--- start Data lines ---

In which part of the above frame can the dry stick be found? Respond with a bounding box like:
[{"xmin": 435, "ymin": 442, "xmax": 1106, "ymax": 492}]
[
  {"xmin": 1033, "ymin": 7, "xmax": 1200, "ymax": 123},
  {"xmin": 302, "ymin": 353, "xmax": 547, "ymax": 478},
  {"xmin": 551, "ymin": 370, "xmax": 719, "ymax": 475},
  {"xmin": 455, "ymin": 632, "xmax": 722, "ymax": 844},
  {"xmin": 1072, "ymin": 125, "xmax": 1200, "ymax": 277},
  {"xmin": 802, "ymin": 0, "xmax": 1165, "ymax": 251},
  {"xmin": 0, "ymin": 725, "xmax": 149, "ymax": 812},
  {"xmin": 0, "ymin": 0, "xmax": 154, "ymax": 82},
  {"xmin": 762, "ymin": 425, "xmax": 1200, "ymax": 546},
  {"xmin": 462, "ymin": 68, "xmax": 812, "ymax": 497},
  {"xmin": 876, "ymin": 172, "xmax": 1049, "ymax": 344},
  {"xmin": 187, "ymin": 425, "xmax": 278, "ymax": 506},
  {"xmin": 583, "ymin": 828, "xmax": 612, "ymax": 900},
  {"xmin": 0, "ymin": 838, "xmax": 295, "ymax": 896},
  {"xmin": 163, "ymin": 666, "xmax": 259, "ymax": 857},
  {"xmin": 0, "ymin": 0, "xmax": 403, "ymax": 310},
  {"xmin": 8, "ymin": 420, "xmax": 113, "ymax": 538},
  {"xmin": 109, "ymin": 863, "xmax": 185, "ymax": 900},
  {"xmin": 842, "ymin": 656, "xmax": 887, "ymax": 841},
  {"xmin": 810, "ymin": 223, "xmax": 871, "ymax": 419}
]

--- end Data lines ---

> [Task]:
Show every line of the listing above that contains the string "part". Treat uppercase and lowercase letters as distinct.

> [Exercise answer]:
In which part of the above frame can the dry stick be found? Respond with a bounding box like:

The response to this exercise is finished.